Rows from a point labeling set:
━━━━━━

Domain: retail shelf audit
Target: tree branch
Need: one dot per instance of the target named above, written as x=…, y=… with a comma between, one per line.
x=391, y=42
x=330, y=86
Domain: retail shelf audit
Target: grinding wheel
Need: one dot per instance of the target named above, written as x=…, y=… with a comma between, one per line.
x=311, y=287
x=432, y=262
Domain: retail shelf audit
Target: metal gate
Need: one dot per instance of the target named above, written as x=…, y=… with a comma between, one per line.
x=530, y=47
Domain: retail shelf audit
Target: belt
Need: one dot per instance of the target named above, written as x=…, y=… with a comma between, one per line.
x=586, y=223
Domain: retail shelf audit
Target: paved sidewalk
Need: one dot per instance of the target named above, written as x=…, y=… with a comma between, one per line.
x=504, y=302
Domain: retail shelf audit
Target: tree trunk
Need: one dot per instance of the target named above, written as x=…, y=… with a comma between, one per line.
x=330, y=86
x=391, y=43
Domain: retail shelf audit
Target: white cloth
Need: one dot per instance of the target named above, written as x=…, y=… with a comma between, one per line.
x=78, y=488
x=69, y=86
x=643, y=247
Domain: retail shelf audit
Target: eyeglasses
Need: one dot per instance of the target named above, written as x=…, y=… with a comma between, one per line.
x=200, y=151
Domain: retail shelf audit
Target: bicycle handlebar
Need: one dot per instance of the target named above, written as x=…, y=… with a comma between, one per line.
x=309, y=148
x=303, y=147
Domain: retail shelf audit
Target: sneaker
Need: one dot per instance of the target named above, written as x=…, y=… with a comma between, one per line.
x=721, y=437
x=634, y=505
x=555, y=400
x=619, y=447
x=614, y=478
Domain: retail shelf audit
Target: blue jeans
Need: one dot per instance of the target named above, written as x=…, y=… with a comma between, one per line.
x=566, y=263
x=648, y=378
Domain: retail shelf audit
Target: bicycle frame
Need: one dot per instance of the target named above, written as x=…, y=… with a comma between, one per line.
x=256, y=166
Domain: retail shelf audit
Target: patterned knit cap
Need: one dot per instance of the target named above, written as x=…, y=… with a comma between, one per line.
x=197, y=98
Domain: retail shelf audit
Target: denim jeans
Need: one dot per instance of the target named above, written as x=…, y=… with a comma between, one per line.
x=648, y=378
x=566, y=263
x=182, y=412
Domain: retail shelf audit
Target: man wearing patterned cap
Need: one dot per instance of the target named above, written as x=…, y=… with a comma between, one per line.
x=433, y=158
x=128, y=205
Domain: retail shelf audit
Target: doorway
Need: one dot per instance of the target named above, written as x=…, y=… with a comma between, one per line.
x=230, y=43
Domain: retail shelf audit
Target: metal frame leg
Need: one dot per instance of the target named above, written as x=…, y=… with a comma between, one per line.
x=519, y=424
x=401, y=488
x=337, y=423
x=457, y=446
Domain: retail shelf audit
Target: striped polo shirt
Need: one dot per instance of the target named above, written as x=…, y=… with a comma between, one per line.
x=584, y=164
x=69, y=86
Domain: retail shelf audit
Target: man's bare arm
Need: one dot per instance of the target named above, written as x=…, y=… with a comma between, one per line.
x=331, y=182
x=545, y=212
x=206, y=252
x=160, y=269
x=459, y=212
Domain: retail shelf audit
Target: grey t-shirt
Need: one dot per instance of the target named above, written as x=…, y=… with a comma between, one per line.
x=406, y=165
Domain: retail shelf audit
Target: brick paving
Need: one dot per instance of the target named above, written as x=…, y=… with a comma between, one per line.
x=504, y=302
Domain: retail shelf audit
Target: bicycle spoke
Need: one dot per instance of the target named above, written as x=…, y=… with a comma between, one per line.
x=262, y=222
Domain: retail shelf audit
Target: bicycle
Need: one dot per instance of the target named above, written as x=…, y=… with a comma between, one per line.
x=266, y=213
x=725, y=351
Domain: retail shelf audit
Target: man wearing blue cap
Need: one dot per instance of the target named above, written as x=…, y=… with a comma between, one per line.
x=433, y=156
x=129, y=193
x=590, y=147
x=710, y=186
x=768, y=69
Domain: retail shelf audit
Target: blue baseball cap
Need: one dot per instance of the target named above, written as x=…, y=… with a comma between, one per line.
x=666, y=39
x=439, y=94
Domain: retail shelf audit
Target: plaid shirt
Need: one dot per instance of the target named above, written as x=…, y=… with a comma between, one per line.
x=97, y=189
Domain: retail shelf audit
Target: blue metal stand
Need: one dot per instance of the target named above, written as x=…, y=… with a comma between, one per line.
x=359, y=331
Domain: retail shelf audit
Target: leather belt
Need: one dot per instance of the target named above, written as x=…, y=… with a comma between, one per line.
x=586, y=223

━━━━━━

Rewrite everything from the start of the rows down to and including the line containing "x=530, y=47", keeping the requests, and shift every coordinate in the answers by adding 124 to it.

Answer to the problem:
Domain: retail shelf audit
Target: tree branch
Need: one dot per instance of the target named above, written as x=…, y=… with a comma between, one per line.
x=515, y=166
x=454, y=210
Domain: retail shelf audit
Target: grinding wheel
Need: one dot per instance of the target named above, written as x=…, y=… with a comma between, one per line.
x=435, y=411
x=556, y=386
Domain: retail shelf audit
Target: metal gate
Need: one dot per instance of the target named above, written as x=…, y=… with a comma between, one per line.
x=654, y=171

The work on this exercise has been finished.